• **Exercise**: Scan the entries and state how many lines contain "wooden". Write no other text.

• **Data section**:
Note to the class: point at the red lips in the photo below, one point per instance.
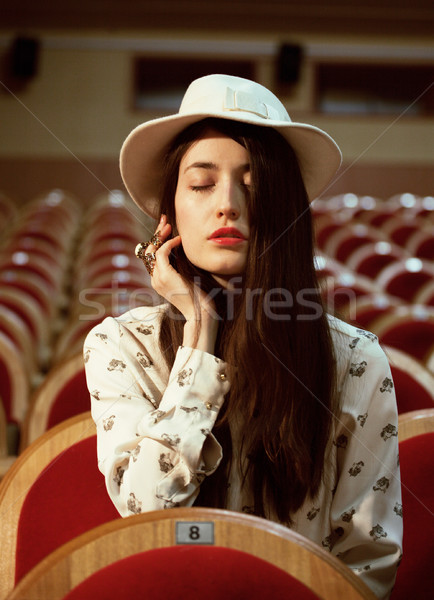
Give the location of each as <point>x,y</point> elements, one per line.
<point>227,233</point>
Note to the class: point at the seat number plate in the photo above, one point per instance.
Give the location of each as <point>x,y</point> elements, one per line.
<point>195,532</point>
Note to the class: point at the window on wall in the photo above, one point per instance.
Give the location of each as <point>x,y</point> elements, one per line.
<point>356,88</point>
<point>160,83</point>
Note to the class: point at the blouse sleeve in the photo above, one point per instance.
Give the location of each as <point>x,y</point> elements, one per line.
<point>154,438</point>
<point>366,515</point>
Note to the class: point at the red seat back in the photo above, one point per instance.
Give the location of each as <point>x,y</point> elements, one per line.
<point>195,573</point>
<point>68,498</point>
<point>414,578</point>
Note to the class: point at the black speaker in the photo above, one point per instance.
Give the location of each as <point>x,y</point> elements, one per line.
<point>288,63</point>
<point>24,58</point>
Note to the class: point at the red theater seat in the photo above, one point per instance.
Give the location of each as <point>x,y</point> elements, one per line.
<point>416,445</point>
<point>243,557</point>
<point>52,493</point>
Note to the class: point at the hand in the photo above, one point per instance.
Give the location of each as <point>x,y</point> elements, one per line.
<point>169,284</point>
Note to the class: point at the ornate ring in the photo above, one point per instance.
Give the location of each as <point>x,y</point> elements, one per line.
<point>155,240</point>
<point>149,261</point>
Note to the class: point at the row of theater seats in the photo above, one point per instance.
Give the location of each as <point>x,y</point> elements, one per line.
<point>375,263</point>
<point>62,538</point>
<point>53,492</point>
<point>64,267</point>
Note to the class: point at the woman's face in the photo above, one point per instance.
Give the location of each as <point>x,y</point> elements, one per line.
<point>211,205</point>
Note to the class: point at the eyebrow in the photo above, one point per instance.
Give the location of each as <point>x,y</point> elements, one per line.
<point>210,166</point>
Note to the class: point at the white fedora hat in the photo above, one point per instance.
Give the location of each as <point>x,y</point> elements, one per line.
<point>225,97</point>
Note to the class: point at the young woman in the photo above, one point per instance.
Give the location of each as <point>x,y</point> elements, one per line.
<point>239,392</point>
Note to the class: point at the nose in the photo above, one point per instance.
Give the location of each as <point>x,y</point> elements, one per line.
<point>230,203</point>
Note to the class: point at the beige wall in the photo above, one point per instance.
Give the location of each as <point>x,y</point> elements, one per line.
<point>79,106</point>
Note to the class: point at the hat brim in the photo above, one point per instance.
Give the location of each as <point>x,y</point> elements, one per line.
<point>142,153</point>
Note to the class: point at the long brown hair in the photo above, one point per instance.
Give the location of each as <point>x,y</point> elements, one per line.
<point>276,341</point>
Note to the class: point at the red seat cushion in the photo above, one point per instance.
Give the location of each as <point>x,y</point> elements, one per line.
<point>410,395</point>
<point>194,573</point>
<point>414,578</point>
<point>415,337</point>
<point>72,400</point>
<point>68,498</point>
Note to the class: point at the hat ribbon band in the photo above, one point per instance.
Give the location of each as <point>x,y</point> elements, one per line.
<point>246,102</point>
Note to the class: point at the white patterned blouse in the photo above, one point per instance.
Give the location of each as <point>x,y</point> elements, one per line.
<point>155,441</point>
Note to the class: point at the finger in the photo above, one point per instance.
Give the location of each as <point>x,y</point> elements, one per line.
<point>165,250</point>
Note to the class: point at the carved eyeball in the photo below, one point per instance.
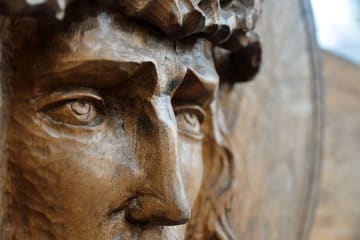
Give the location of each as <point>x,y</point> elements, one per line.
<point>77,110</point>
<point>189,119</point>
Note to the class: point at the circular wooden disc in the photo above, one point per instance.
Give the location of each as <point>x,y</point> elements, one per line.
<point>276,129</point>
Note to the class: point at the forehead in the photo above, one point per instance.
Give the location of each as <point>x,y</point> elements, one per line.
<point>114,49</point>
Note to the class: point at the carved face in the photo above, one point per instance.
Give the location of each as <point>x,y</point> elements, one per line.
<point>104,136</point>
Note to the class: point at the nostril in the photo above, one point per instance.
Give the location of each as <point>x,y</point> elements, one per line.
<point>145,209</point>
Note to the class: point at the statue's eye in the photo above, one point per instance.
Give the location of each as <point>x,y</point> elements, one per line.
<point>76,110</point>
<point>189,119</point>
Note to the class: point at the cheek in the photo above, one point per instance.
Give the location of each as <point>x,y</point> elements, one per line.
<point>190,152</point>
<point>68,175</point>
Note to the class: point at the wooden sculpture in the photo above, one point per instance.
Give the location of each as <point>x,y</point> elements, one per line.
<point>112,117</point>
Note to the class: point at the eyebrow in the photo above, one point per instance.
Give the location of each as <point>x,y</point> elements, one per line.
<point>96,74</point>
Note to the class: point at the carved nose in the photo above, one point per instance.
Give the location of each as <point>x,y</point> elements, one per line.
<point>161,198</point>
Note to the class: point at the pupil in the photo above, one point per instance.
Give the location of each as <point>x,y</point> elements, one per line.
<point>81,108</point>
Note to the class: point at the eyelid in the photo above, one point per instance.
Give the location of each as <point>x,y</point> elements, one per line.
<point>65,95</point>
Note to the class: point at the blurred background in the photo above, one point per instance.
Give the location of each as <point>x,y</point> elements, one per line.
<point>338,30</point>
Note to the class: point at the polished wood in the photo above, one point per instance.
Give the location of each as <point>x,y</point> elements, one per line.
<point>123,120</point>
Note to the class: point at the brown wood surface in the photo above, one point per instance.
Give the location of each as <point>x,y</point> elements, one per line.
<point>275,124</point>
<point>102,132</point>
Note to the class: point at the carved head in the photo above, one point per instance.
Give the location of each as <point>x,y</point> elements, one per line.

• **Result**: 2